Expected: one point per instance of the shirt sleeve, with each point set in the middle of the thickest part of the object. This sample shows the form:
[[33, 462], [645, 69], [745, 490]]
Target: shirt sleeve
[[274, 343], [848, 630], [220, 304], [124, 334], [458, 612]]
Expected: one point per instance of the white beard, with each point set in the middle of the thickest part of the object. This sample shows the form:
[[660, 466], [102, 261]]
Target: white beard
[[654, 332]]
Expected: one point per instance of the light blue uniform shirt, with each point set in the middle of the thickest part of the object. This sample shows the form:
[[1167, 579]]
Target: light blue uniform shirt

——————

> What you need to do
Every record above should be output exactly.

> Result for this exercise
Expected: one point per instance of the shirt sleeve, with each point set in the middle of the thickest part of the object. This sample shows the form:
[[33, 462], [645, 69], [745, 490]]
Target: shirt sleeve
[[274, 343], [848, 630], [220, 304], [124, 334], [458, 612]]
Expected: one point per instance of the white beard, with each point set in the middle of the thickest part of the object. This sample shows the form:
[[660, 466], [102, 261]]
Target: white beard
[[654, 332]]
Expected: one point per instance of the light blue uniform shirt, with each point set in the middle of the thickest part of the object. This sample shows the form:
[[1167, 579]]
Target: light blue uniform shirt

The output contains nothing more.